> [Extract to read]
★ ★ ★ ★ ★ ★ ★
Sue Ellen Kovack
Sue Ellen KovackSue Ellen Kovack/Facebook

A 57-year-old Australian nurse has undergone tests for Ebola, after she developed fever on arrival in the country from the Ebola-hit Sierra Leone.

The woman Sue Ellen Kovack, after her one month service to Ebola patients in Sierra Leone, reached home on Tuesday. Considering her work profile, she had been kept in home isolation since then, The Australian reported.

The Ebola scare in Australia started when she developed a low grade fever of 37.6 degrees Thursday morning. Doctors at the Cairns hospital have already sent blood samples of the woman to Brisbane for Ebola testing, Brisbane Times reported.

"I am treating it as if it was [Ebola] because I don't know how likely it is, but there's the potential there because she has been in Sierra Leone looking after people sick with Ebola," Chief Health Officer of Queensland, Jeanette Young told Brisbane Times. "So there is the potential there and that's why we're treating this so seriously."

Authorities said that they will receive results of the blood test by Thursday night or Friday morning.

Dr Young added that people who travelled with Kovack do not have to panic as she did not display any symptoms of the disease during the trip. "There's no need for any community concern at all because this particular individual only recently got any sort of symptom and she's been in her own home, isolated there," Dr Young told Brisbane Times.
★ ★ ★ ★ ★ ★ ★
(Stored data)
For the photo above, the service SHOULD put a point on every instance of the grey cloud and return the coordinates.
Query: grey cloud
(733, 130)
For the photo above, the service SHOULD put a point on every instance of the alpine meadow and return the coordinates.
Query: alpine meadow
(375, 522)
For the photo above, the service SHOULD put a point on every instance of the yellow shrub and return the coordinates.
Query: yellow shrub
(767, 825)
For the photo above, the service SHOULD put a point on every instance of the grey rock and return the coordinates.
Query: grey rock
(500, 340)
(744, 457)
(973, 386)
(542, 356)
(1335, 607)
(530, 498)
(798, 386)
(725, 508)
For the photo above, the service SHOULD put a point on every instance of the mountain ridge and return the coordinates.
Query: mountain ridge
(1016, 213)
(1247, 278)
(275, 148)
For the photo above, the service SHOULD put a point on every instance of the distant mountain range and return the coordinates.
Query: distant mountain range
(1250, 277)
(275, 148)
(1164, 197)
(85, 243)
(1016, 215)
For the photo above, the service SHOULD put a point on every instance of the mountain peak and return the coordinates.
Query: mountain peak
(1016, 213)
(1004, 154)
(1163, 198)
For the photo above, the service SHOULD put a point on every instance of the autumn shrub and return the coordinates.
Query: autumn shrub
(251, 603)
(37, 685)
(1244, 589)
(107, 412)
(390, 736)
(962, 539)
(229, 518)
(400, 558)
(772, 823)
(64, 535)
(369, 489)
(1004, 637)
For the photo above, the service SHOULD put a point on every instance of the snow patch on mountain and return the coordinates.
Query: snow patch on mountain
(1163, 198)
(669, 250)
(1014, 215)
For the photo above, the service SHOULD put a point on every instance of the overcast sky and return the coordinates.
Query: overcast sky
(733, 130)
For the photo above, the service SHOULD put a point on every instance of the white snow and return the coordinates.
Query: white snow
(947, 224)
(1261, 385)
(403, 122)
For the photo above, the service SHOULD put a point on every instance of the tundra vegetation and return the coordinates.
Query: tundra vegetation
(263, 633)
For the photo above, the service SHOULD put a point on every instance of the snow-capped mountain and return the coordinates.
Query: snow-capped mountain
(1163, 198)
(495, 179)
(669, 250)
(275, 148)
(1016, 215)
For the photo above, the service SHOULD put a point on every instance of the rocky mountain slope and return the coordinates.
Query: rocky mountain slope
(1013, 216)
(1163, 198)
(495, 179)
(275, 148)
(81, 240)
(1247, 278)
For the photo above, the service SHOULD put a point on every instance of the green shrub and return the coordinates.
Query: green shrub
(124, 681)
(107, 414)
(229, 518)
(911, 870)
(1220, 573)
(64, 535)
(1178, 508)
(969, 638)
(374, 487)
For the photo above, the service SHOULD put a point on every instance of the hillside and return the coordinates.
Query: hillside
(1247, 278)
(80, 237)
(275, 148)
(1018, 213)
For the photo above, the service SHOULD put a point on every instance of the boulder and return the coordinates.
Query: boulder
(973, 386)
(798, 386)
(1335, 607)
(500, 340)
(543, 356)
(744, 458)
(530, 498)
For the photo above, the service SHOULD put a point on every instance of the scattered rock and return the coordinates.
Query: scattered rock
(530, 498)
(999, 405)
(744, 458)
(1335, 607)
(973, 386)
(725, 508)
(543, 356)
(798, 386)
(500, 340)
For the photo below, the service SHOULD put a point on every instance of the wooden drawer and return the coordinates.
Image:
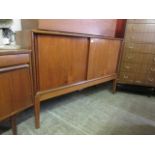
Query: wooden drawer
(138, 58)
(11, 60)
(140, 21)
(138, 47)
(140, 28)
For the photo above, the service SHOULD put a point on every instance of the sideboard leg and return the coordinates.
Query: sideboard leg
(37, 112)
(13, 125)
(114, 86)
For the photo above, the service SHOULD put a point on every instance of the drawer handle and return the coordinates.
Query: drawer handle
(153, 69)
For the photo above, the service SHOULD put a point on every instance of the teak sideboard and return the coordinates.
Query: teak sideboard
(65, 62)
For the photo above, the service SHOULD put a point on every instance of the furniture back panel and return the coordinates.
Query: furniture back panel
(103, 57)
(62, 60)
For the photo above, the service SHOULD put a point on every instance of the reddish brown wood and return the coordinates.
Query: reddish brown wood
(15, 84)
(105, 27)
(103, 57)
(62, 60)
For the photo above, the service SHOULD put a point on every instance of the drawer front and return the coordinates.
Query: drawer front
(140, 21)
(11, 60)
(141, 48)
(140, 28)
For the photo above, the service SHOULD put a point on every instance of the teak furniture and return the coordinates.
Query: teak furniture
(65, 62)
(15, 83)
(138, 60)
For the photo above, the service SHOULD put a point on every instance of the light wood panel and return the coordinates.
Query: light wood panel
(61, 60)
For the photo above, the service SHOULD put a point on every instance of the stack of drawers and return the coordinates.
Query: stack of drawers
(138, 60)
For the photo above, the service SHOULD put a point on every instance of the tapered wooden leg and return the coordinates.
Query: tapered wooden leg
(37, 112)
(114, 86)
(13, 125)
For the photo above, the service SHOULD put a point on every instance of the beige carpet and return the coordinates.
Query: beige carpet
(93, 111)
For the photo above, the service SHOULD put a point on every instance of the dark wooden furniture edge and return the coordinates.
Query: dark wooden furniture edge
(40, 96)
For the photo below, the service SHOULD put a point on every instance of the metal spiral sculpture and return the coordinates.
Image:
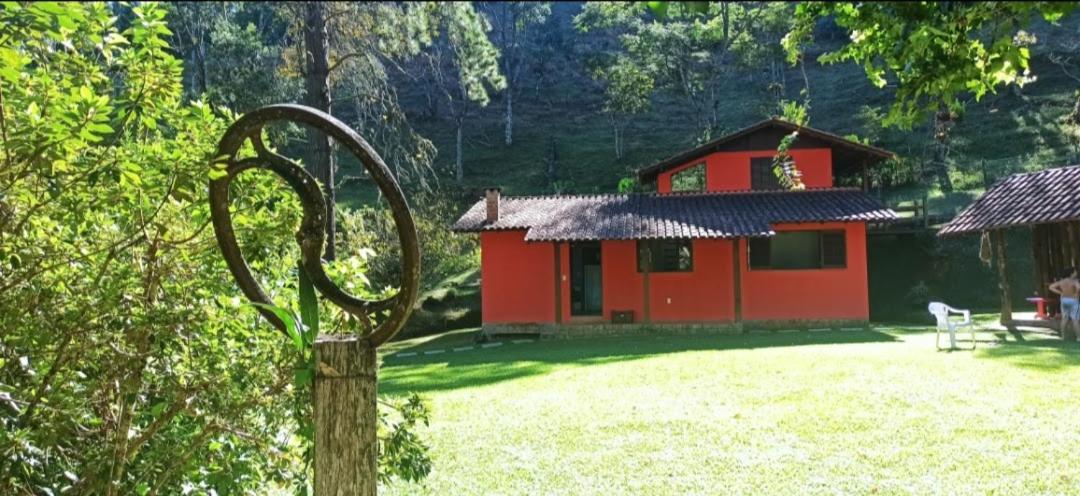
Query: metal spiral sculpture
(312, 233)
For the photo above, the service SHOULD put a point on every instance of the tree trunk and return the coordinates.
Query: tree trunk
(943, 125)
(320, 155)
(346, 417)
(201, 64)
(553, 162)
(510, 115)
(727, 23)
(458, 160)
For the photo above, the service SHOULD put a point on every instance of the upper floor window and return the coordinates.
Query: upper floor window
(666, 255)
(761, 176)
(691, 178)
(799, 250)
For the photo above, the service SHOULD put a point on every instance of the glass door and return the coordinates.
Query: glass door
(586, 294)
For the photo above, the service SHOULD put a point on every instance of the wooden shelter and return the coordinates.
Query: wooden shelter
(1047, 202)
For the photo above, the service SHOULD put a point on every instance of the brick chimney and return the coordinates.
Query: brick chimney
(491, 196)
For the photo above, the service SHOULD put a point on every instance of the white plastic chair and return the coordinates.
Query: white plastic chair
(942, 311)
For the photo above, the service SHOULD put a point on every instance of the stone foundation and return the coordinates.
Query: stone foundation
(576, 331)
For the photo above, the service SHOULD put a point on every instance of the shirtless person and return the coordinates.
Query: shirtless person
(1068, 287)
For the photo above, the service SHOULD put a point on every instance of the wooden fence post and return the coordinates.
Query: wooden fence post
(346, 417)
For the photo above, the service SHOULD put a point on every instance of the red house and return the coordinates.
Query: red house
(719, 242)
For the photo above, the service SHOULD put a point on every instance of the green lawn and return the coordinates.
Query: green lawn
(801, 413)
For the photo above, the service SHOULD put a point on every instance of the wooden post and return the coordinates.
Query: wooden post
(346, 417)
(1075, 229)
(1040, 273)
(647, 318)
(736, 250)
(999, 240)
(558, 282)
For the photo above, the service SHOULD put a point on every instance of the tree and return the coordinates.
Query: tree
(686, 49)
(513, 36)
(127, 362)
(628, 91)
(680, 52)
(935, 55)
(346, 44)
(119, 325)
(462, 65)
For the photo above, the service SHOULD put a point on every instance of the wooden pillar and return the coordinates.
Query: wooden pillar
(1040, 271)
(646, 266)
(346, 416)
(737, 278)
(558, 282)
(866, 177)
(1075, 241)
(999, 241)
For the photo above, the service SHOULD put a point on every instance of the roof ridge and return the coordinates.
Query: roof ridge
(684, 193)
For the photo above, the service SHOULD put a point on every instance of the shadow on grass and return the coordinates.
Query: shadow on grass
(1035, 352)
(485, 366)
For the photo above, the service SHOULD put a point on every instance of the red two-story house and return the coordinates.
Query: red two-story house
(719, 242)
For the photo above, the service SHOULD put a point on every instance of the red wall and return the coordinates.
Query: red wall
(518, 282)
(622, 283)
(729, 171)
(517, 279)
(703, 295)
(819, 294)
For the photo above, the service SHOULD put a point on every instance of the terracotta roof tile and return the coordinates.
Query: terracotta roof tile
(679, 215)
(1050, 196)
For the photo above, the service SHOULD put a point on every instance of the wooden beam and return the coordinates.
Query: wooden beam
(999, 239)
(646, 311)
(737, 276)
(558, 282)
(1040, 272)
(866, 177)
(345, 416)
(1075, 229)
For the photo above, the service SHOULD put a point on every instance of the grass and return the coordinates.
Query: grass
(802, 413)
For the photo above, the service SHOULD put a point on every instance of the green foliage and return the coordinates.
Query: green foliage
(443, 253)
(126, 366)
(934, 54)
(680, 49)
(689, 179)
(129, 364)
(629, 185)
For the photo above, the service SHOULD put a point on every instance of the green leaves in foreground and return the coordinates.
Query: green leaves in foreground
(933, 53)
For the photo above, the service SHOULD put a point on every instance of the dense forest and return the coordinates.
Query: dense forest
(116, 303)
(581, 95)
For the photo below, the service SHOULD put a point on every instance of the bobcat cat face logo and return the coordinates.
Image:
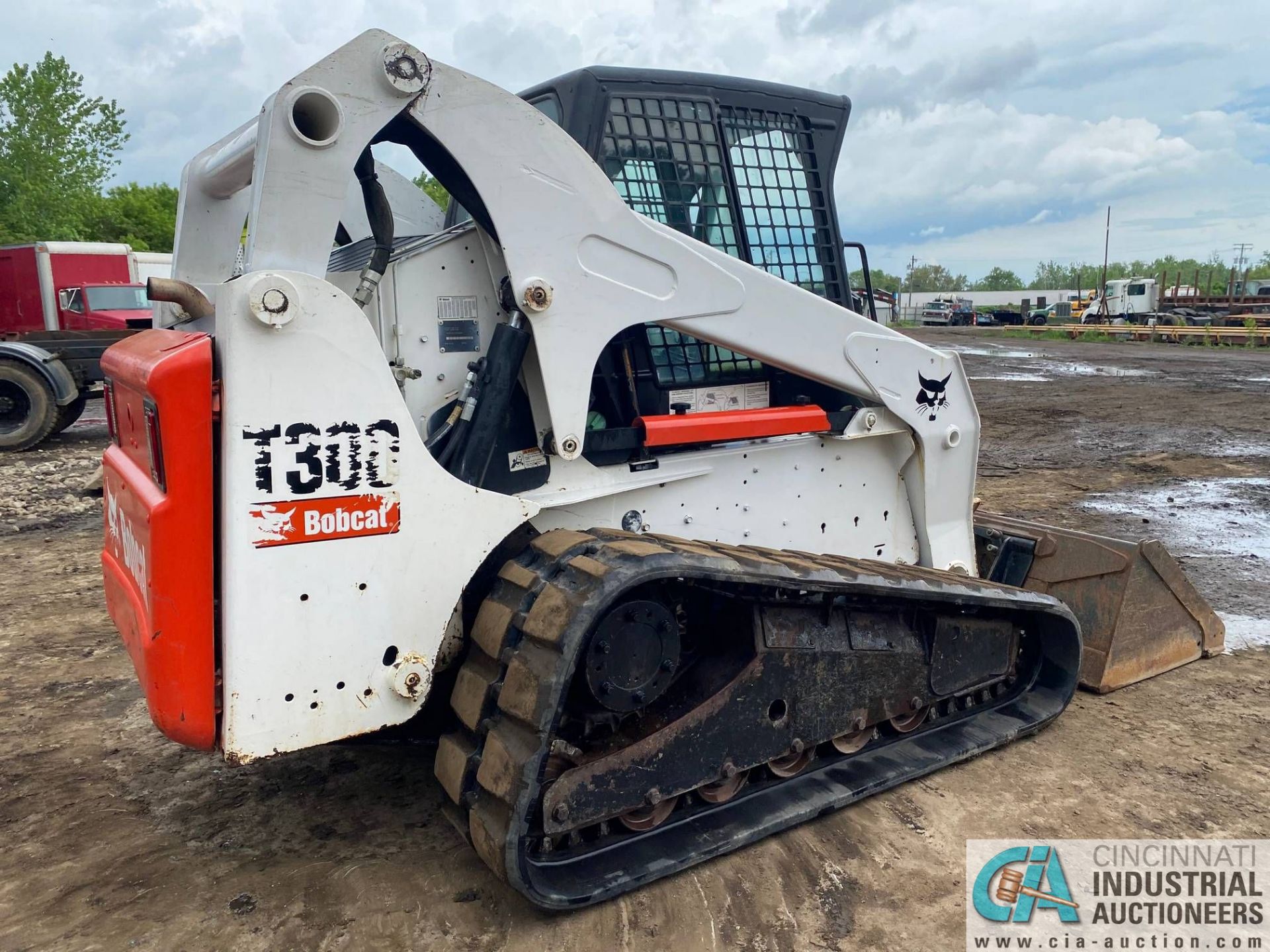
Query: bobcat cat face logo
★ ★ ★ ★ ★ ★ ★
> [Exercise tasks]
(1) Name every place (country, state, or city) mentioned in the Ebola news report.
(2) Carry on writing the Ebola news report from its last sentence.
The listing has no connection to the Ebola news report.

> [Answers to each task]
(1) Australia, Sierra Leone, Cairns, Brisbane, Queensland

(2)
The current Ebola scare in Australia comes hours after Ebola claimed its first victim in US, Thomas Eric Duncan. Duncan (42), who contracted Ebola while in his native Liberia, died at a Texas hospital on Wednesday morning. Meanwhile, another possible Ebola case has been reported in US. A Texas sheriff's deputy named Michael Monnig, has been kept under observation after he started exhibiting symptoms of the disease. Though Monnig had no contact with Duncan, he had reportedly visited the latter's apartment.

Though Ebola first appeared in West Africa, the deadly disease has become a threat to the whole world. While efforts to prevent the disease are on, the deadly virus has already set its foot in Europe. Spain reported the first Ebola transmission case outside Africa when a Spanish nurse tested positive for the disease early this week. She contracted the disease while attending to a Spanish priest named Manuel Garcia Viejo, who was infected during his stay at Sierra Leone.